* _GIVEN PASSAGE_:
Original papers about the problem

Colquhoun, D. (2014). An investigation of the false discovery rate and the misinterpretation of p-values. Royal Society Open Science This first paper looked at the risk of false positive results by simulation of Student’s t test. The advantage of simulation is that it makes the assumptions very clear without much mathematics. The disadvantage is that the results aren’t very general.

Colquhoun, D. (2017). The reproducibility of research and the misinterpretation of p-values . Royal Society Open Science. This paper gives, in the appendix, mathematically exact solutions or the false positive risk, calculated by the p-equals method. This allows the false positive risk to be calculated, as a function of the observed p value, for a range of sample sizes. A web calculator is provided that makes the calculations simple to do.

Colquhoun, D. and Longstaff, C. (2017). Web calculator for false positive risk

Colquhoun, D. (2018) The false positive risk: a proposal concerning what to do about p values, The American Statistician, 2019. Full text available at This paper examines more closely than before the assumptions that are made in calculations of FPR. It makes concrete proposals about how to solve the problem posed by the inadequacy of p values, with examples.

The American Statistician published this paper in March 2019, but the arXiv version has better links to the references.

In the same online edition, The American Statistician published 43 papers that were designed to say what should be done about the problem of abuse of p values.

At the same time, Nature published a comment piece on the p value problem. The gist of this piece was a plea to abandon the term “statistically-significant”, because it involves the obviously silly idea that observing p = 0.049 tells you something different from p = 0.051. It was co-signed by 840 people (including me). Nature also published an editorial which half-understood the problem and, sadly, said “Nature is not seeking to change how it considers statistical analysis in evaluation of papers at this time”. This sums up the problem: it is in the interests of both authors, and of journals, to continue to publish too many false positive results. Until this problem is solved, the corruption will continue.

Popular accounts of the problem

Colquhoun, D. (2015) False discovery rates and P values: the movie. On YouTube. This slide show is now superseded by the 2018 version.

* _DATASET ENTRIES_:
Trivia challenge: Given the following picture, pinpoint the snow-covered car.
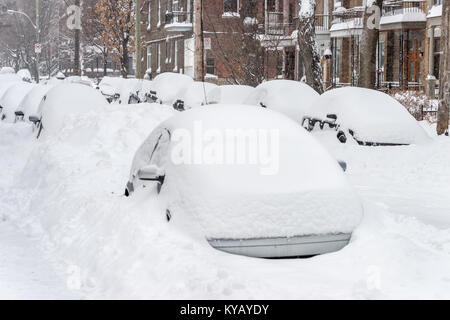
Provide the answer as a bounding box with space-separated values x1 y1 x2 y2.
245 80 319 123
152 72 194 106
17 69 32 82
125 104 363 258
0 67 16 75
29 83 107 137
174 81 217 111
207 85 255 104
16 84 53 121
303 87 429 146
0 81 35 122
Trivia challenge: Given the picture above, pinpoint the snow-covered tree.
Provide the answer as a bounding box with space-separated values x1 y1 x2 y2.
95 0 135 78
298 0 324 94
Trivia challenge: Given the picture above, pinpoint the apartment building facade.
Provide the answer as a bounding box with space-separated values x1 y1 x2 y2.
145 0 330 83
330 0 442 91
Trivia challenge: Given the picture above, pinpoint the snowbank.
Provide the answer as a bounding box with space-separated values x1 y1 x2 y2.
131 105 362 239
245 80 319 123
307 87 429 144
208 85 255 104
0 82 35 122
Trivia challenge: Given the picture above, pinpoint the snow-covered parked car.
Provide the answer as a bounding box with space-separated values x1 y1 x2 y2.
0 81 35 122
16 84 53 121
303 87 429 146
152 72 194 106
125 104 363 258
29 83 107 137
173 81 217 111
245 80 319 124
207 85 255 104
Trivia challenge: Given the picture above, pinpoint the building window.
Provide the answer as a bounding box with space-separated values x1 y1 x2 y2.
206 58 216 75
223 0 239 13
158 0 161 28
173 40 178 71
147 1 152 30
156 43 161 73
147 45 152 72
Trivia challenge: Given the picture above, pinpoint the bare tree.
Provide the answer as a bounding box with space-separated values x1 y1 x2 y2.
358 0 383 89
298 0 324 94
437 0 450 135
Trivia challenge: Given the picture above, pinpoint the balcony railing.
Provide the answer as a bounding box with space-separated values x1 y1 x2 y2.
383 0 427 17
264 12 295 36
315 14 329 32
165 11 192 31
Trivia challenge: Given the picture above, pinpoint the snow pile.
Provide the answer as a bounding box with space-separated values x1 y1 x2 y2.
244 80 319 123
131 105 362 239
17 69 32 82
153 72 194 105
38 84 107 136
307 87 429 144
0 67 16 75
0 82 35 122
17 84 53 121
207 85 255 104
180 81 217 109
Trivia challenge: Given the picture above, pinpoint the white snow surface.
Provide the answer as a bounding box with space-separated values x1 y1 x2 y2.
208 85 255 104
307 87 429 144
38 84 107 138
0 82 35 122
17 84 53 121
244 80 319 123
152 72 194 105
0 83 450 299
131 104 362 239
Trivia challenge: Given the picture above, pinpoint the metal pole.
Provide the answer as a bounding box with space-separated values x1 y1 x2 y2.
35 0 41 83
135 0 142 79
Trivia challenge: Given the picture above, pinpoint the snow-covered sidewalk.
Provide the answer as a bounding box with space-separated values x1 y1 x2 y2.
0 221 76 300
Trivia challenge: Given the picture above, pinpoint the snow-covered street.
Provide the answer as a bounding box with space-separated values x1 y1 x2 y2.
0 104 450 299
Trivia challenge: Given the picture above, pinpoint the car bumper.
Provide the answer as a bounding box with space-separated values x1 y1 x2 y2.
208 233 351 258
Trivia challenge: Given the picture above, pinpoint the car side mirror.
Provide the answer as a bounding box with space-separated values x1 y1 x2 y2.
137 165 166 184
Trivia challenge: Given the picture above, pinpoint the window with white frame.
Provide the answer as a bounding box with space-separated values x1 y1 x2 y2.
158 0 161 28
147 1 153 30
223 0 239 13
147 45 152 71
173 40 178 71
156 43 161 72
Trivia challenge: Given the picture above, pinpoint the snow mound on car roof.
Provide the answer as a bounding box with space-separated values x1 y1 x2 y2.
152 72 194 105
38 83 107 135
245 80 319 122
17 84 53 121
0 82 35 122
308 87 429 144
208 85 255 104
131 105 362 239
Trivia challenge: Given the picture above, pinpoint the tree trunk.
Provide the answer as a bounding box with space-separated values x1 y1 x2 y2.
358 0 383 89
298 0 324 94
437 0 450 135
194 0 205 81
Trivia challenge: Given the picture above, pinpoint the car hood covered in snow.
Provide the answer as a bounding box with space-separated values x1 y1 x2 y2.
131 105 362 239
308 87 429 144
244 80 319 123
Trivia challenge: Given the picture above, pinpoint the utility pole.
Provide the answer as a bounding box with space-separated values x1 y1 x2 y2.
73 0 81 76
194 0 205 81
35 0 41 83
135 0 143 79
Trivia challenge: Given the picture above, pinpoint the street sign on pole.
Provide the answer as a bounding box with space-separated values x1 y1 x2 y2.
203 38 211 50
34 43 42 53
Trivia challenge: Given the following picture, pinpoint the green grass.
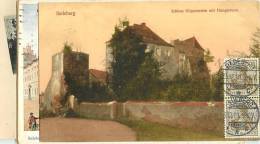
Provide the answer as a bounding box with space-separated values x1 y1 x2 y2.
117 119 224 141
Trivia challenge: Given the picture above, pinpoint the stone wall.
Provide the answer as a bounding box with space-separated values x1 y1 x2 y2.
75 102 224 132
42 51 89 113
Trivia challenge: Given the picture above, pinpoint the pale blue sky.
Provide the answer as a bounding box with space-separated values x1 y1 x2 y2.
22 4 38 56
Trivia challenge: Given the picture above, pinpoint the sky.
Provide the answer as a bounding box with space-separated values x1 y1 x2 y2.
21 4 38 56
39 2 260 91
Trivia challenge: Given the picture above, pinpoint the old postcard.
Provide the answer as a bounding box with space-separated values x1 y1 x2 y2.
18 2 39 143
36 1 260 142
4 16 17 73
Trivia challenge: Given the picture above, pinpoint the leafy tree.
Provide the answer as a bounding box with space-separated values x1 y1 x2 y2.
212 68 224 101
124 51 161 100
249 28 260 57
63 42 72 54
109 20 158 101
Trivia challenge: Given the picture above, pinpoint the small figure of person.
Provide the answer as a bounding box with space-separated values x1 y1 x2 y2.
28 112 39 131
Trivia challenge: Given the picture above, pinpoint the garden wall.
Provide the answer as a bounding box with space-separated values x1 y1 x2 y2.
73 102 224 132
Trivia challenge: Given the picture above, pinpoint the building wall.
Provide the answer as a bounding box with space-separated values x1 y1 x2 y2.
42 53 63 110
106 43 191 79
42 52 89 113
147 44 179 79
24 60 39 99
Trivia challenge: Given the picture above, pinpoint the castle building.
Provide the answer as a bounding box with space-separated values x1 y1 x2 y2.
106 23 197 80
23 45 39 100
42 51 89 113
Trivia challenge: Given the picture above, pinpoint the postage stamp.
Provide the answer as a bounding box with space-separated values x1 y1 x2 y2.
223 58 260 138
4 16 17 73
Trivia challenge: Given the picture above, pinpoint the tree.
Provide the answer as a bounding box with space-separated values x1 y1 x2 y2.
124 51 161 100
249 28 260 57
109 20 158 101
212 68 224 101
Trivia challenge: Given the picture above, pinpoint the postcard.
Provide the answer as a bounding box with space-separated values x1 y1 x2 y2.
4 16 17 73
36 1 260 142
18 2 39 143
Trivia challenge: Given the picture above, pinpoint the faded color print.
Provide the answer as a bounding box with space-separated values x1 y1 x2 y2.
39 2 260 142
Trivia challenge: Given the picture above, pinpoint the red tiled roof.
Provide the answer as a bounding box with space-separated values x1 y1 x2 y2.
183 36 204 51
128 23 172 46
89 69 107 82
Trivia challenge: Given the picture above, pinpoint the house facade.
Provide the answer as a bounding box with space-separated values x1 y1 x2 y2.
106 23 195 80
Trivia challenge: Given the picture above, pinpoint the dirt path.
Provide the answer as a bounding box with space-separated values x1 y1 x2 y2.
40 118 136 142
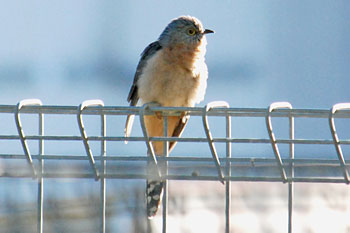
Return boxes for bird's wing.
[124,41,162,137]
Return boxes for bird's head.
[159,16,214,47]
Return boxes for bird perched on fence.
[125,16,214,218]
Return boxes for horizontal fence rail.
[0,99,350,232]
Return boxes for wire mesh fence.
[0,99,350,232]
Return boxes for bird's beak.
[203,29,214,34]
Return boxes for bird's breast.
[137,49,208,107]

* _PROBLEM SET_:
a: Answer the following questions using the passage on p values and false positive risk.
(i) What disadvantage of simulation does the entry for the 2014 paper name?
(ii) How many papers did The American Statistician publish in the same online edition to say what should be done about the abuse of p values?
(iii) How many people co-signed the Nature comment piece?
b: Write the next part of the passage on p values and false positive risk, beginning after its final sentence.

* _TASK RESPONSES_:
a:
(i) The results are not very general.
(ii) 43 papers.
(iii) 840 people.

b:
Colquhoun, D, (2015). The perils of p-values. In Chalkdust magazine. Available at Chalkdust is a magazine run by students at UCL. This article deals with the principles of randomisation tests as a non-mathematical way to get p values, plus a bit about what’s wrong with p values.

Colquhoun,D.(2015) Randomisation tests. How to get a P value with no mathematics. A short (6 slides, 15 min) video on YouTube. Forget t tests. The randomisation test is at least as powerful and it makes no assumption of normal distributions. Furthermore it makes very clear the fact that random allocation of treatments is an essential assumption for all tests of statistical significance. Of course the result is just a p value. It doesn’t tell you the probability that you are wrong: for that, see the other stuff on this page.

Colquhoun, D.(2016). The problem with p-values. Aeon magazine. (This attracted 147 comments.
This essay is about the logic of inductive inferencee. It is a non-mathematical introduction to the ideas raised in my 2014 paper.

Colquhoun, D. (2017) Five ways to fix statistics. State false positive risk, too. Nature, volume 251. A collection of short comments by five authors on what should be done about p values.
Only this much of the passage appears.